> Provided passage:
— START —

Ghost Nation is the sixth studio album by Australian rock band, Hunters & Collectors. It was co-produced by the band with Clive Martin and issued on White/Mushroom Records on 27 November 1989. It reached No. 10 on the ARIA Albums Chart, No. 29 in  New Zealand and No. 31 in Sweden.

The album helped Hunters & Collectors win the award of Australian Band of the Year (1990) by Rolling Stone Australia. The band were nominated for six awards at the Fourth Annual ARIA Music Awards in 1990, but they won just one category – Best Cover Art for Ghost Nation by Robert Miles.

Background 

Hunters & Collectors line up in 1987 was John Archer on bass guitar, Doug Falconer on drums, Jack Howard on trumpet, Robert Miles on live sound, Mark Seymour on lead vocals and guitar, Jeremy Smith on French horn, and Michael Waters on keyboards and trombone. Early in 1988 Barry Palmer (also a member of Harem Scarem, ex-Stephen Cummings Band) joined the group on guitar. Ghost Nation, their sixth studio album, was co-produced by the band with Clive Martin. It was released in November 1989 on White Label/Mushroom in Australia and New Zealand and Atlantic in Europe and North America, and was their second Australian Top Ten appearance on the ARIA Albums Chart, peaking at No 10 in February 1990. In New Zealand it reached the top 30 and also charted in Sweden reaching No. 31 on the Sverigetopplistan. It provided four singles, beginning with "When the River Runs Dry", appearing in September and peaking at No. 23 in Australia in December and No. 5 on Billboard Modern Rock Tracks in 1990. The album also includes a cover version of Eric Gradman: Man and Machine's 1979 single, "Crime of Passion".

The album was remastered and re-issued by Liberation Records on 7 July 2003.

Reception 

Australian musicologist, Ian McFarlane, enthused "[it] was perhaps the band's finest album to date". However Allmusic's Mike DeGagne declared that it was "one of this Australian band's weakest attempts, [it] suffers greatly from bland lyrics and gray instrumental work through the entirety of the album". Ed St John in Rolling Stone Australia states "The first thing that strikes me about Ghost Nation is its sound. The band plays with impressive spirit, the grooves flowing with a spontaneous grace that far surpasses much of their earlier work. Moreover the music is beautifully recorded and intelligently, thoughtfully mixed."

— END —

> Stored data:
— START —

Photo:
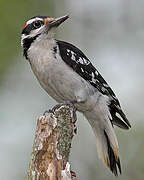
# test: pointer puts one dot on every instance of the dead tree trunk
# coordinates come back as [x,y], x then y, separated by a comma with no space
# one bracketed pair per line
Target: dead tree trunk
[52,143]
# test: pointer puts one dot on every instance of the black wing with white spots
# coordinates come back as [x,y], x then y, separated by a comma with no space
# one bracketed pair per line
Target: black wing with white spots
[75,58]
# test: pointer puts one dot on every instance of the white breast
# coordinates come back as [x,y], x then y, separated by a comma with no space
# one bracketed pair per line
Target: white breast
[55,76]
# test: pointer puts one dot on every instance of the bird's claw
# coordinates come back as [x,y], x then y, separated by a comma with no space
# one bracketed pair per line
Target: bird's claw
[70,103]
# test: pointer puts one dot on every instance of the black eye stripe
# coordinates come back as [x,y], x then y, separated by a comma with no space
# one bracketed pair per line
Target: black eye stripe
[31,27]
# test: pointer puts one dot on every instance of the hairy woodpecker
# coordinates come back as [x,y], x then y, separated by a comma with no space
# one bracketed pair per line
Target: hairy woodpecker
[66,74]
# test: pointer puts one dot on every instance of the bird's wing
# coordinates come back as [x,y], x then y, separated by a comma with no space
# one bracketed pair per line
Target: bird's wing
[75,58]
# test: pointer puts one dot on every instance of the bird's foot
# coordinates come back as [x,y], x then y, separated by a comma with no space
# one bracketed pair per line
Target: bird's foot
[70,103]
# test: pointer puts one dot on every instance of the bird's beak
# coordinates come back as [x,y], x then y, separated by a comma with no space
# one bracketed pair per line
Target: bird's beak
[51,22]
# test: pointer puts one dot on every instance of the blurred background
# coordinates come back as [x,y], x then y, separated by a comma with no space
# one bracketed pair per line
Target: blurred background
[111,33]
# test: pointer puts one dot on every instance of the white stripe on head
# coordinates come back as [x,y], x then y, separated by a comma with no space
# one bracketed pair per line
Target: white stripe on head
[32,20]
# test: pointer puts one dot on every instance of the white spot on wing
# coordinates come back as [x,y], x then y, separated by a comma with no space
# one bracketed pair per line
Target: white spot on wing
[73,56]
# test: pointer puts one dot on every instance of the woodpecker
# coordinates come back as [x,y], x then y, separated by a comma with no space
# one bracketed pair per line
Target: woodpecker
[66,74]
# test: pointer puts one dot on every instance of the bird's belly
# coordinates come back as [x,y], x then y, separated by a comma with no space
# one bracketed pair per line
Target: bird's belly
[62,83]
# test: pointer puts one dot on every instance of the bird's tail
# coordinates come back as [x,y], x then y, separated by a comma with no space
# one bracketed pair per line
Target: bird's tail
[106,141]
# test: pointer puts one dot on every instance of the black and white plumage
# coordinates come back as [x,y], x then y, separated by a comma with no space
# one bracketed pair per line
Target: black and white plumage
[67,75]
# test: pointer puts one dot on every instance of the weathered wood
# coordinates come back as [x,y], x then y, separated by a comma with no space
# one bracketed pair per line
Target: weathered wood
[52,143]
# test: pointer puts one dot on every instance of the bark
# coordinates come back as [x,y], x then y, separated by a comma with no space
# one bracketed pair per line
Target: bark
[52,143]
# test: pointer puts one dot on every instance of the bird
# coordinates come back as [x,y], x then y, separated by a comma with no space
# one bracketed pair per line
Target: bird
[66,74]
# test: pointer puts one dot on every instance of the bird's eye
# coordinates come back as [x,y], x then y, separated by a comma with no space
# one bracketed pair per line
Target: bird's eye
[37,24]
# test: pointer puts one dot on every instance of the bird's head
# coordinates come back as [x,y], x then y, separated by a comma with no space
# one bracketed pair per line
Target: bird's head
[39,28]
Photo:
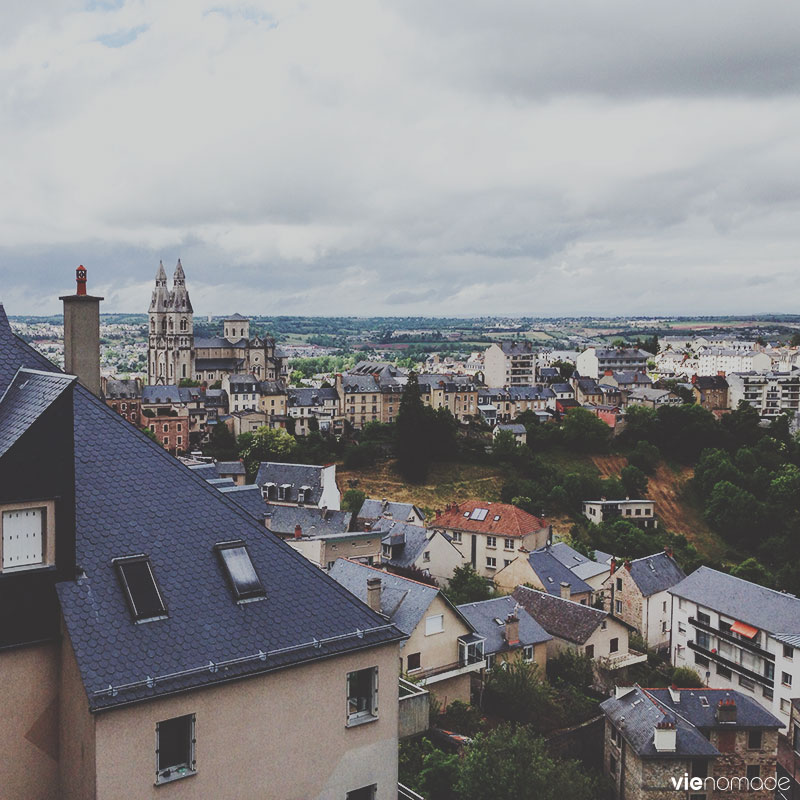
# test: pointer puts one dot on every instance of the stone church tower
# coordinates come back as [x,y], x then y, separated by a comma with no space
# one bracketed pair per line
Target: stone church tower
[170,352]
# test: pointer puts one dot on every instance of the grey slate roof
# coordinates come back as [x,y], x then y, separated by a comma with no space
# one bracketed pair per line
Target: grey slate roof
[551,572]
[655,573]
[482,617]
[296,475]
[564,619]
[133,497]
[742,600]
[26,398]
[403,601]
[636,715]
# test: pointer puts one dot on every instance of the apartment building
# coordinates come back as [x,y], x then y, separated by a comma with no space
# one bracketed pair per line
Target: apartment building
[510,363]
[770,393]
[489,534]
[152,634]
[740,635]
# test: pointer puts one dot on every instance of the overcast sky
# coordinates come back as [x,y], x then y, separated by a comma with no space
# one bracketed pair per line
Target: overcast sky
[415,157]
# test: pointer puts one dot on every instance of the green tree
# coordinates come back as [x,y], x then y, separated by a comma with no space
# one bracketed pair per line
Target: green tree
[514,764]
[584,432]
[267,444]
[466,586]
[352,500]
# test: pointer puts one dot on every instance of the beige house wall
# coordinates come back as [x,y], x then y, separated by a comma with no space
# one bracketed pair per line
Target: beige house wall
[29,727]
[281,735]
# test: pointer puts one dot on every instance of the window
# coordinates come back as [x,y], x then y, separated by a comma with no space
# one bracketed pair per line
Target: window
[754,740]
[175,749]
[434,624]
[365,793]
[26,540]
[240,571]
[527,652]
[139,585]
[362,695]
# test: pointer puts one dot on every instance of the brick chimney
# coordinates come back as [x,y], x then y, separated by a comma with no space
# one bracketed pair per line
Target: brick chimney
[665,737]
[82,334]
[374,594]
[512,628]
[726,710]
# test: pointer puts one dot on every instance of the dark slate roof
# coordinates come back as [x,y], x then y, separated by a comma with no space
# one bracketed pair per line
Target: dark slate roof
[296,475]
[133,497]
[408,541]
[403,601]
[230,468]
[565,619]
[207,471]
[636,715]
[27,397]
[551,572]
[312,522]
[482,617]
[400,512]
[742,600]
[749,712]
[309,396]
[655,573]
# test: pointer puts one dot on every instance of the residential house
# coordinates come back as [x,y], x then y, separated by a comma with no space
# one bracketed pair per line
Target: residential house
[406,546]
[299,484]
[695,743]
[488,534]
[510,363]
[516,429]
[510,633]
[442,650]
[152,634]
[739,635]
[374,510]
[580,628]
[594,361]
[638,592]
[542,570]
[639,512]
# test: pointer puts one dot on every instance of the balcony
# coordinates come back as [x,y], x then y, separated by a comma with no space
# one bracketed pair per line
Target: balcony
[414,709]
[622,660]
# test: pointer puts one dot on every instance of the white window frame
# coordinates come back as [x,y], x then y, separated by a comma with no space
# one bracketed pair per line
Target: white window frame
[434,624]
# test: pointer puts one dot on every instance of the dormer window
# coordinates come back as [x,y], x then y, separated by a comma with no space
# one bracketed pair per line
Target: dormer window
[27,536]
[240,571]
[140,588]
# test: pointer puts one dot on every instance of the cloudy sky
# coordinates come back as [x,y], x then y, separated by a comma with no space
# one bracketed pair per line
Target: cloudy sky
[408,157]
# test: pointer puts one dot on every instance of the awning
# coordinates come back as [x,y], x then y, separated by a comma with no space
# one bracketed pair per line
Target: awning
[744,630]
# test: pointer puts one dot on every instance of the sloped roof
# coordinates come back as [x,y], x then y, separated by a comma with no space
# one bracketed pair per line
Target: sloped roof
[742,600]
[565,619]
[133,497]
[656,573]
[27,397]
[483,615]
[511,521]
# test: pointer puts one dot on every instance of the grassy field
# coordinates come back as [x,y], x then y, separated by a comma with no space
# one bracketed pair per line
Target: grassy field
[666,488]
[447,482]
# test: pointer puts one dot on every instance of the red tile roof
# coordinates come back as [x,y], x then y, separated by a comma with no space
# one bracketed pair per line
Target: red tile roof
[501,519]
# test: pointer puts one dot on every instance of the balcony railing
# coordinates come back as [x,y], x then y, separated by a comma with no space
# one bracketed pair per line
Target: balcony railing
[732,665]
[729,637]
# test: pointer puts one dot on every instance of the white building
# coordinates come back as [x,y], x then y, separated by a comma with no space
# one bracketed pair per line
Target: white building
[738,635]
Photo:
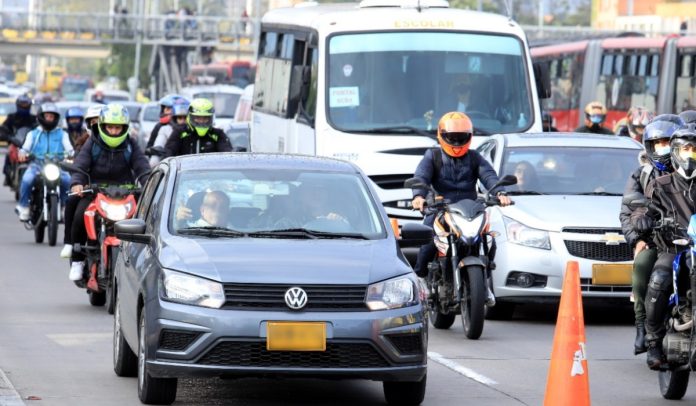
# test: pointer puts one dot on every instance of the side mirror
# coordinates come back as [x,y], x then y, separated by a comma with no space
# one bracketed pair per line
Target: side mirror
[415,183]
[132,230]
[543,80]
[415,235]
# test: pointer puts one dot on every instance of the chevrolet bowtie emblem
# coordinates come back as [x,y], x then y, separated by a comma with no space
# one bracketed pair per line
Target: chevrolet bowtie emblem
[613,238]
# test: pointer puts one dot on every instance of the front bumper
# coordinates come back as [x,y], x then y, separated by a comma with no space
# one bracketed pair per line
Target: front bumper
[194,341]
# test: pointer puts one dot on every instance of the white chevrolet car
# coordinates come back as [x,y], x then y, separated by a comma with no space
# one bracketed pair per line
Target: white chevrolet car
[567,204]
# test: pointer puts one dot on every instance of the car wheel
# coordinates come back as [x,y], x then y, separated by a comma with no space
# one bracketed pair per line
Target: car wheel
[405,393]
[152,391]
[125,361]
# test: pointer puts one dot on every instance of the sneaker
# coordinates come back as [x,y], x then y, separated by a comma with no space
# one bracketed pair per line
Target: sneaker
[66,252]
[23,213]
[76,271]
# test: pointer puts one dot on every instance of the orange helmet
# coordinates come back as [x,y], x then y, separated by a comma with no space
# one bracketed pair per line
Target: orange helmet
[454,133]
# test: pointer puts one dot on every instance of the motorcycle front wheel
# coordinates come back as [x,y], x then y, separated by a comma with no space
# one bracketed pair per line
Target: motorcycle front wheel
[53,220]
[473,304]
[673,384]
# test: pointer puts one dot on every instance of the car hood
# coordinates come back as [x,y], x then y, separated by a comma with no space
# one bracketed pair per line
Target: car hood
[554,212]
[265,260]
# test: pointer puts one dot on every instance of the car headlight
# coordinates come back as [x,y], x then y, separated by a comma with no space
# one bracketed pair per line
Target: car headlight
[392,294]
[192,290]
[51,172]
[520,234]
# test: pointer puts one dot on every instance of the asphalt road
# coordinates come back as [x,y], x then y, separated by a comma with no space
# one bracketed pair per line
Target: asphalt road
[55,349]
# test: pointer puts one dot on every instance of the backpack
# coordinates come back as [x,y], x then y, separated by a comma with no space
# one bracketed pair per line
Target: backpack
[97,150]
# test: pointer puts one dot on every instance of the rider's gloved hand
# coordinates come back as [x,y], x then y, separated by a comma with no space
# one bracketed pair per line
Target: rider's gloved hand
[643,223]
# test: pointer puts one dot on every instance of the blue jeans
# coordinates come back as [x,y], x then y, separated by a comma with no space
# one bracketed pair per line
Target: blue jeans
[28,181]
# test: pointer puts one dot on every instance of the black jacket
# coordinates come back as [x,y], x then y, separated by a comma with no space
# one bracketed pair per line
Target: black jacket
[187,141]
[676,197]
[110,165]
[15,121]
[633,186]
[600,130]
[457,177]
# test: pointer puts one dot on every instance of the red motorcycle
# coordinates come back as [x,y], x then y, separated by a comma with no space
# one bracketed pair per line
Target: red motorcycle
[111,204]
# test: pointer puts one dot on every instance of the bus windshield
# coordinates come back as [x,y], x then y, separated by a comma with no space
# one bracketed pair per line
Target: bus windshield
[385,80]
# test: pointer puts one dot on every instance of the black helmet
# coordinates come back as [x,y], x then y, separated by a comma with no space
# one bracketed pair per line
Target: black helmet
[660,128]
[683,151]
[48,108]
[689,116]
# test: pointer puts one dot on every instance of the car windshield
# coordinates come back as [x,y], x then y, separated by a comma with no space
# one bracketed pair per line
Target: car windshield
[225,103]
[388,79]
[569,170]
[274,204]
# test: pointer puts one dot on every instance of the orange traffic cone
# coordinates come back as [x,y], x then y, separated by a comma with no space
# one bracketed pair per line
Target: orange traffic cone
[568,381]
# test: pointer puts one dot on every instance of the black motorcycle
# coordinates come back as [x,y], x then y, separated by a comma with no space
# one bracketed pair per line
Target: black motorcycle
[45,205]
[459,278]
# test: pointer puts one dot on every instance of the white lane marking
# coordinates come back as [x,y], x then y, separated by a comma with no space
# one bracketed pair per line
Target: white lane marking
[79,339]
[462,370]
[8,394]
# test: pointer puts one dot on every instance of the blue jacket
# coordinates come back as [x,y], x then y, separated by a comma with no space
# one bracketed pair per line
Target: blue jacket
[457,177]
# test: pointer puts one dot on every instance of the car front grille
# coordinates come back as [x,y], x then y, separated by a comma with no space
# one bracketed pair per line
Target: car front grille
[587,286]
[599,251]
[272,297]
[255,354]
[175,340]
[407,344]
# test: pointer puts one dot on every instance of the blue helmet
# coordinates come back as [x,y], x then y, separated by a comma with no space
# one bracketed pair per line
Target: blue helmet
[660,128]
[74,112]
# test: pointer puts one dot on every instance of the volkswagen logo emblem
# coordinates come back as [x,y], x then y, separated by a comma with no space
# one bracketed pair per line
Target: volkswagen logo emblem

— END —

> Given problem A:
List every musician the Ghost Nation article names in the band's 1987 line-up.
> Given problem B:
Pick up the Ghost Nation article after its final sentence and continue it.

> Task response A:
John Archer, Doug Falconer, Jack Howard, Robert Miles, Mark Seymour, Jeremy Smith, Michael Waters

> Task response B:
The album helped Hunters & Collectors win the award of Australian Band of the Year (1990) by Rolling Stone Australia. The band were nominated for six awards at the ARIA Music Awards of 1990, but won just one category – Best Cover Art for Ghost Nation by Miles.

Track listing

Charts

Certifications

Personnel

Credited to:

Hunters & Collectors
 John Archer – bass guitar
 Doug Falconer – drums, percussion
 John "Jack" Howard – trumpet, keyboards
 Robert Miles – live sound, art director
 Barry Palmer – lead guitar
 Mark Seymour – lead vocals, guitar
 Jeremy Smith – French horn, keyboards, guitar
 Michael Waters – trombone, keyboards

Additional musicians
 Jenn Anderson – strings
 Linda Bull – backing vocals
 Vika Bull – backing vocals
 Chris Dyer – trumpet
 Neil Finn – backing vocals
 Alex Pertout – percussion
 Jex Saarelaht – keyboards
 Ben Taylor – washboard
 Cindy Watkins – strings
 Paul Williamson – saxophone

Production details
 Producer – Hunters & Collectors, Clive Martin
 Engineer – Clive Martin
 Assistant engineers – Peter Edwards, Tony Salter (Platinum Studios); Joe Pirrera (Hit Factory)
 Mixing – Eric Thorngren
 Studio – Platinum Studios, Melbourne (recording); The Hit Factory, New York (mixing)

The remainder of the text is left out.